#### Extracted text ####

All attendings and residents are instructed to closely observe other residents for any signs of undue stress and/or fatigue. Faculty and other residents are to report such concerns of sleepiness, tardiness, resident absences, inattentiveness, or other indicators of possible fatigue and/or excessive stress to the supervising attending and/or Program Director. The resident will be relieved of his/her duties until the effects of fatigue and/or stress are no longer present.


Programs must design clinical assignments to minimize the number of transitions in patient care. Sponsoring institutions and programs must ensure and monitor effective, structured hand-over processes to facilitate both continuity of care and patient safety.

Programs must ensure that residents are competent in communicating with team members in the hand-over process. The sponsoring institution must ensure the availability of schedules that inform all members of the health care team of attending physicians and residents currently responsible for each patient’s care.

All patient orders, results, medications, progress and consult notes are located in our EMR systems at the various sites and all patients must have a medication reconciliation when they are transferred between care settings or services at all of our institutions. This helps to alleviate opportunities for loss of information and continuity during transitions of care. Ultimately as is designated in our supervision policy the attending physician is responsible for the care of any individual patient. We do however recognize that transitions of care occur between house staff as they come on and off shifts in order to minimize these effects our program encourages the following steps to minimize transitions, errors during transitions, and to maximize patient care:

Designate a quiet space where transitions of care occur. This room should: Include computers so residents can access medical information using the hospital EMR Allow for private uninterrupted discussions about each individual patient.

Reduce interruptions during transition of care.

The chief or senior resident on the service oversees the transition of care process If an interruption occurs, residents should begin the discussion of the patient again.

Use computerized templates (patient database list) for all transitions of care.

These Electronic templates that are generated from the hospital EMR system and have pre-populate patient information, such as:

• Patient name

Medical record number

Date of birth

Room number

Date of admission

• Primary diagnosis

Attending physician of record.

####

(Your task):
Carry on the residency policy on fatigue and transitions of care, picking up right after its final line. The data after this text are not needed.

#### Dataset records ####

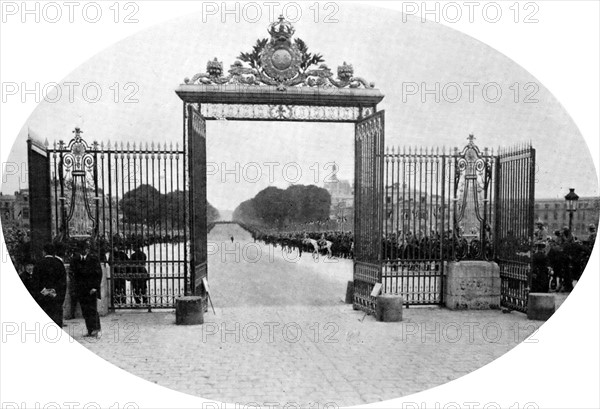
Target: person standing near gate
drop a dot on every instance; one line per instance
(51, 279)
(87, 277)
(139, 285)
(119, 261)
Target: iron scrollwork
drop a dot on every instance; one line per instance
(280, 62)
(79, 160)
(473, 174)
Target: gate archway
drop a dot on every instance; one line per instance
(281, 85)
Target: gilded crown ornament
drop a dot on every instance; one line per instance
(281, 61)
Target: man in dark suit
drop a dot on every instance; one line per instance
(87, 278)
(51, 279)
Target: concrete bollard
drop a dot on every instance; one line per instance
(188, 311)
(540, 306)
(350, 292)
(389, 308)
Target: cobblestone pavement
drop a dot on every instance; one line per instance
(281, 333)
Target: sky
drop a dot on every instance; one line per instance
(402, 59)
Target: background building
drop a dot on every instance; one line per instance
(342, 200)
(553, 212)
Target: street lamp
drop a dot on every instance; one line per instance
(571, 199)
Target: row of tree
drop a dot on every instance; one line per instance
(274, 207)
(146, 205)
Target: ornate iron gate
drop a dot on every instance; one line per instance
(132, 201)
(515, 195)
(438, 208)
(368, 217)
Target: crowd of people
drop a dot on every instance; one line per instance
(337, 244)
(46, 281)
(559, 259)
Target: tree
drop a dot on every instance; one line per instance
(273, 207)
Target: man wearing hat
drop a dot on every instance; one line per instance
(87, 277)
(50, 277)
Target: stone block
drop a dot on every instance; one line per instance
(540, 306)
(189, 311)
(389, 308)
(472, 285)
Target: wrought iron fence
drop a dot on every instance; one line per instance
(133, 201)
(438, 207)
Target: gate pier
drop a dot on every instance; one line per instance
(472, 285)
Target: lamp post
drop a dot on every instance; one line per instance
(571, 199)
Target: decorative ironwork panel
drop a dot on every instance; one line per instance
(472, 210)
(197, 154)
(284, 112)
(417, 234)
(515, 195)
(131, 200)
(368, 218)
(437, 208)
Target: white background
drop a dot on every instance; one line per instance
(560, 370)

####

(Response box):
Residents should review every patient during the transition of care.

Verbally identify each patient List the major medical issues and the to-do list the covering practitioner needs to

complete. Avoid nonstandard abbreviations. State all of the anticipated problems that may arise. The receiver should be an active listener, take notes, and should verify all of the items on the to-do list to ensure that they understood everything Verify that they know the contact information of the attending physician of record

Identify sick patients upfront.

If the patient is sick or the team is particularly concerned, the giver should say that at the beginning of the patient's transition of care

This helps to ensure that the physician receiving the information understands the seriousness of the situation and asks the appropriate questions.

If appropriate the resident or residents may see these patients together at the conclusion of the sign out discussions.

Explain the rationale.

· Residents handing off patients to another physician should explain their rationale for each management plan.

· Use if-then scenarios during transitions of care.

· Focus the discussion on contingencies (e.g., if patient reacts this way, do X; if patient reacts that way, do Y)

· Give the receiving physicians a clear understanding of what they should consider doing during their shift.

· Empower givers and receivers.

· Both parties should feel comfortable enough to ask the other practitioner to slow down or elaborate

The site directors, service chiefs, and program director will periodically monitor these transitions to ensure compliance with the above.